> [EXERCISE DETAILS]:
A precise repetition of every line below is the required answer.

-------- DATA EXTRACTS

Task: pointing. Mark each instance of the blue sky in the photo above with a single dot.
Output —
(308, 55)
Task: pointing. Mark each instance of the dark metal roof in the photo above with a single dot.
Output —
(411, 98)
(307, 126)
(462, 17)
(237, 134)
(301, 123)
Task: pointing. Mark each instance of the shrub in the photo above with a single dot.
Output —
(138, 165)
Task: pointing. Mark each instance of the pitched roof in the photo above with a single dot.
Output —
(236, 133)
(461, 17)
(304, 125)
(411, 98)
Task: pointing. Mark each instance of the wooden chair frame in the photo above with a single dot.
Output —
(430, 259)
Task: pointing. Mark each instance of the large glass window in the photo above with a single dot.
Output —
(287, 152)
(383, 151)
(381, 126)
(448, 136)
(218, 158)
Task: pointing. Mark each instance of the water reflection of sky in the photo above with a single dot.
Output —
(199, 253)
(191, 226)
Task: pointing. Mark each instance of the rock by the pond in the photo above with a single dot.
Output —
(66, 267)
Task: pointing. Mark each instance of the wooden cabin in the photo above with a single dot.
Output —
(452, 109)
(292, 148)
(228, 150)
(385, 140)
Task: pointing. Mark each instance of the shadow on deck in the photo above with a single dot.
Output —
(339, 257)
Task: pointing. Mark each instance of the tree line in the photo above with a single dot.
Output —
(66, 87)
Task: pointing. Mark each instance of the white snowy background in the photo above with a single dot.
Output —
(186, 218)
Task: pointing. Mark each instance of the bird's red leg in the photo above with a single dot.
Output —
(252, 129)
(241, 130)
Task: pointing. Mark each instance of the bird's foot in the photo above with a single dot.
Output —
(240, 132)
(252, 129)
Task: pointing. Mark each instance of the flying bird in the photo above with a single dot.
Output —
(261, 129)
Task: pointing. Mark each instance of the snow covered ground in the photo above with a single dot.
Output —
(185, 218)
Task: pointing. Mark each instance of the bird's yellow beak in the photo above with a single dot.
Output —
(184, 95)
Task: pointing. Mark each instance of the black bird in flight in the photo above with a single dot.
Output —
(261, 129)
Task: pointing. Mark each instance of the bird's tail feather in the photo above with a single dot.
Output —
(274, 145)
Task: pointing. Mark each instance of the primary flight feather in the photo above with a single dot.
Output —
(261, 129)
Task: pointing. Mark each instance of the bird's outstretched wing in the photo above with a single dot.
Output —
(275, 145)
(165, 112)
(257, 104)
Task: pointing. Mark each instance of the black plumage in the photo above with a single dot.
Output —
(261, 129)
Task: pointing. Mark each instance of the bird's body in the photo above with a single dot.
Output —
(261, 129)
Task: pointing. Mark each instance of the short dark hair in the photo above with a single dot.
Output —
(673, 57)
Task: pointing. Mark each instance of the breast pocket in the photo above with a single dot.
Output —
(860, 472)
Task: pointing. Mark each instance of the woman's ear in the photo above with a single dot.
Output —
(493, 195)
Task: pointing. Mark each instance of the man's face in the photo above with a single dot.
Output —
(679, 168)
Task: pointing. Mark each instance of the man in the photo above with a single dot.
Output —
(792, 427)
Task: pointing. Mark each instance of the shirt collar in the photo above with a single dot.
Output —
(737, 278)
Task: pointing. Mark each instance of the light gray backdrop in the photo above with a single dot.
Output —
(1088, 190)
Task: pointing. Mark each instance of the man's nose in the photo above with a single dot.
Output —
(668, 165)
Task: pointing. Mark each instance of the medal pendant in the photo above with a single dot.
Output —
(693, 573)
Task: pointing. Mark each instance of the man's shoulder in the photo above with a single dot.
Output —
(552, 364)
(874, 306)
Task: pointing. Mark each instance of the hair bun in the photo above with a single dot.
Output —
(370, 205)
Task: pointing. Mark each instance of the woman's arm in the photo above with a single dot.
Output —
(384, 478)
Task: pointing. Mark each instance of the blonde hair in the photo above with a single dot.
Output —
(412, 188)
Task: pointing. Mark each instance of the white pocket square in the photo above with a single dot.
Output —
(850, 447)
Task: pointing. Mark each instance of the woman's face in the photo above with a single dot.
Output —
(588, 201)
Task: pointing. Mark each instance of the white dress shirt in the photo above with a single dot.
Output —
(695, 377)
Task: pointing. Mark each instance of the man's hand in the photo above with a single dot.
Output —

----------------

> [TASK RESPONSE]:
Task: pointing. Mark each instance of the blue sky in the photo above with a single dot.
Output —
(308, 55)
Task: pointing. Mark each instance of the dark metal roof in the photo above with a single dot.
Output —
(411, 98)
(307, 126)
(462, 17)
(237, 134)
(301, 123)
Task: pointing. Mark each instance of the shrub in the photo above with a single dot.
Output —
(138, 165)
Task: pointing. Mark each instance of the pitched roof in the photo above with a single dot.
Output —
(236, 133)
(461, 17)
(304, 125)
(411, 98)
Task: pointing. Mark each instance of the wooden chair frame in the photo above with a single dot.
Output —
(430, 259)
Task: pointing. Mark each instance of the large glass window in the photo above with a single dot.
Output —
(287, 152)
(383, 151)
(381, 126)
(448, 136)
(218, 158)
Task: pointing. Mark each instance of the water reflection of sky in the photo above with a single dot.
Output —
(199, 253)
(191, 226)
Task: pointing. Mark each instance of the rock by the pond in the photo above with a single dot.
Output —
(66, 267)
Task: pointing. Mark each instance of the wooden cabin in the photo above with a single dot.
Output —
(452, 109)
(292, 148)
(228, 150)
(385, 140)
Task: pointing. Mark each instance of the shadow on deck in the photo above with a single dot.
Output —
(339, 257)
Task: pointing. Mark each instance of the tree line in the photo above with a single dot.
Output —
(66, 87)
Task: pointing. Mark each instance of the white snowy background in the photo above with a single dot.
Output —
(186, 218)
Task: pointing. Mark each instance of the bird's red leg in the photo above with a single dot.
Output —
(252, 129)
(241, 130)
Task: pointing. Mark each instance of the bird's foot in the photo above with a single dot.
Output —
(240, 132)
(252, 129)
Task: pointing. Mark each instance of the flying bird in the photo above with a single dot.
Output —
(261, 129)
Task: pointing. Mark each instance of the snow covered ground in the photo above with a single dot.
Output —
(185, 218)
Task: pointing. Mark each instance of the bird's yellow beak in the photo above with a single dot.
Output —
(184, 95)
Task: pointing. Mark each instance of the black bird in flight in the photo above with a single dot.
Output —
(261, 129)
Task: pointing. Mark each instance of the bird's tail feather in the photo above with a single dot.
Output —
(274, 145)
Task: pointing. Mark each instance of the primary flight feather in the photo above with a single dot.
Output —
(261, 129)
Task: pointing. Mark each instance of the bird's outstretched wing in the photo above with a single dot.
Output —
(275, 145)
(165, 112)
(257, 104)
Task: pointing. Mark each instance of the black plumage in the photo above with a single dot.
Output —
(261, 129)
Task: pointing. Mark each instance of the bird's body in the photo above with a single dot.
Output —
(261, 129)
Task: pointing. Mark each instance of the short dark hair in the photo above with a single dot.
Output —
(673, 57)
Task: pointing. Mark each instance of the breast pocket in the photo above with a single dot.
Output —
(860, 472)
Task: pointing. Mark each instance of the woman's ear in the photo above with a single dot.
Output —
(493, 195)
Task: pointing. Mark each instance of the man's face in the photo above with a single dot.
Output —
(679, 168)
Task: pointing. Mark each instance of the man in the photo above with a single dot.
Output —
(792, 427)
Task: pointing. Mark each instance of the shirt collar in the photo above with a single dot.
Output —
(737, 278)
Task: pointing. Mark each instance of the light gray backdrop in the photo above with a single dot.
Output —
(1088, 190)
Task: pointing. Mark each instance of the man's nose in the photo above with a single dot.
Output —
(668, 165)
Task: pointing. Mark each instance of the medal pendant in the photo above with a single dot.
Output —
(693, 573)
Task: pointing. Mark each instance of the man's shoulder in the photo above with a single dot.
Output —
(552, 364)
(874, 306)
Task: pointing. Mark each instance of the hair bun in the photo above with a single dot.
Output —
(370, 205)
Task: pointing. Mark each instance of the woman's arm in the photo above with a single dot.
Output —
(384, 478)
Task: pointing. Mark each instance of the blonde hair in the photo above with a single dot.
Output —
(412, 188)
Task: pointing. Mark each instance of the white pocket square in the photo above with a single dot.
Output —
(850, 447)
Task: pointing. Mark each instance of the woman's face in the photo above with a single dot.
Output —
(588, 201)
Task: pointing. Mark each instance of the white dress shirt in the photo above with a single dot.
Output —
(695, 377)
Task: pointing. Mark each instance of the man's hand in the photo above with a single dot.
Output —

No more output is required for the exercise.